** Source document follows **

How do you fall a year behind? People like to blame things on publishers pushing games out before they are ready but from their persepctive it is quite different. They give you deadlines, you meet them. There isn't any excuse for being a full year behind. Everyone makes it sound like the publishers say "hey, you know how we said how you would have 24 months for this project? Well now its 12!"

The reality is "you know how we said you would have 24 months - well this is month 24!"

Inability to make a mutually agreed-upon date is not the fault of the publisher.


Title: Re: AGC Rivebrog: The Age of the Dinosaurs
Post by: Yoru on September 10, 2006, 05:04:56 PM
Someone's apparently never heard of feature creep.


Title: Re: AGC Rivebrog: The Age of the Dinosaurs
Post by: Ookii on September 10, 2006, 06:30:00 PM
Well then, I have two things to say:

1: That isn't what you said on the boards. Obviously there is pressure to mislead there and that's what you did. I'm not going to preach and say how awful of you, that's understandable. But it does make you look pretty foolish for people reading the boards.

2: How did you get a year behind? When you have a date and you are in danger of missing it there are exactly three things you can do:

a: Cut features
b: Push out the date
c: Release at low quality

Usually b isn't an option, and out of the remaining choices a) is usually far preferable.

How do you fall a year behind? People like to blame things on publishers pushing games out before they are ready but from their persepctive it is quite different. They give you deadlines, you meet them. There isn't any excuse for being a full year behind. Everyone makes it sound like the publishers say "hey, you know how we said how you would have 24 months for this project? Well now its 12!"

The reality is "you know how we said you would have 24 months - well this is month 24!"

Inability to make a mutually agreed-upon date is not the fault of the publisher.

If you're still playing SWG stop, you obviously have too much of an emotional stake in the game, one that isn't healthy.

If you have already stopped, I will poorly relay a story I heard once:

Two Monks (Teacher, Student) were walking through a Forest, when the saw a woman who was unable to cross a river.  The Teacher let the woman climb on his back, and he helped her safely cross the river.  5 hours later, the Student asked why he helped the woman, as it was against their religon to have contact with members of the opposite sex.  The Teacher replied, "While I stopped carrying the woman 5 hours ago, you seem to still be carrying her in your mind".

Okay a pretty crappy story, but the point is still there, SWG is a game, move one, you're still alive, and probaly in good health.

Oh and if you bitch about MMOs not being able to be kept on schedule, I would like to ask you what was the last MMO you designed.

** End of Source document **

> Problem 1
Repeat the forum thread word for word, beginning at "1: That isn't" and stopping after "reading the boards.".
> Problem 2
Using the forum thread, answer yes or no to each statement and quote the words that decide it: (a) One of the three options given for a team in danger of missing a date is cutting features. (b) Yoru's post is dated September 11, 2006. (c) In the story about the two monks, the Student carries the woman across the river.

** Record set follows **

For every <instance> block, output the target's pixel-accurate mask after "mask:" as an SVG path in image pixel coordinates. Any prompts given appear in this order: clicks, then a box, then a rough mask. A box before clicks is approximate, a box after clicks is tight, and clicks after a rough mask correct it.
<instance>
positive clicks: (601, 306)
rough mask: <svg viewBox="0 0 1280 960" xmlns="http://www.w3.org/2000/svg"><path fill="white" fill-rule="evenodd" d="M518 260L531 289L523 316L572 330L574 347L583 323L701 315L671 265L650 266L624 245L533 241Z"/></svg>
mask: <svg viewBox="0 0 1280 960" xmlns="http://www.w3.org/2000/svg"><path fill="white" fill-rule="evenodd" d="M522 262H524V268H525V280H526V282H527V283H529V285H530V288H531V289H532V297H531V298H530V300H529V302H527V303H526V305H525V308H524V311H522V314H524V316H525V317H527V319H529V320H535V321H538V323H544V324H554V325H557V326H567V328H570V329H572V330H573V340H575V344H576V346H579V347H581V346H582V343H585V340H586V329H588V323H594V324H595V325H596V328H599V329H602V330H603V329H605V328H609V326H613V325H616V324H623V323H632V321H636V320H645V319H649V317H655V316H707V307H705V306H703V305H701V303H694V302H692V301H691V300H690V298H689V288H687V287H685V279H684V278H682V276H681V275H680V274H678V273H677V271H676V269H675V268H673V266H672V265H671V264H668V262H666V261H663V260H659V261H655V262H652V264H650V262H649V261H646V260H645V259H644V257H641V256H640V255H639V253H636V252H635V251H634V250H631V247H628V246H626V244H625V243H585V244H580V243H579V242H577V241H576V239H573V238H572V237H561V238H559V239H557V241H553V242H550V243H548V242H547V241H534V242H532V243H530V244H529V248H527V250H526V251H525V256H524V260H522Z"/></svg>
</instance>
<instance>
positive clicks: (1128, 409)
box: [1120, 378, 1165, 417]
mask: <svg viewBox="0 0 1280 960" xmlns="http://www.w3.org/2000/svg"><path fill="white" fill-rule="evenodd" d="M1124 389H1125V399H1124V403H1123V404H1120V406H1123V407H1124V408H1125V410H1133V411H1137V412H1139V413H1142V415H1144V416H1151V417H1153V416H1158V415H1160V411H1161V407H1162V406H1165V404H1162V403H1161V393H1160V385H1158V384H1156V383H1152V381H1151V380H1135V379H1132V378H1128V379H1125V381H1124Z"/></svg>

** End of Record set **

> Task answer 1
1: That isn't what you said on the boards. Obviously there is pressure to mislead there and that's what you did. I'm not going to preach and say how awful of you, that's understandable. But it does make you look pretty foolish for people reading the boards.

> Task answer 2
(a) Yes: "a: Cut features"
(b) No: "Post by: Yoru on September 10, 2006, 05:04:56 PM"
(c) No: "The Teacher let the woman climb on his back, and he helped her safely cross the river."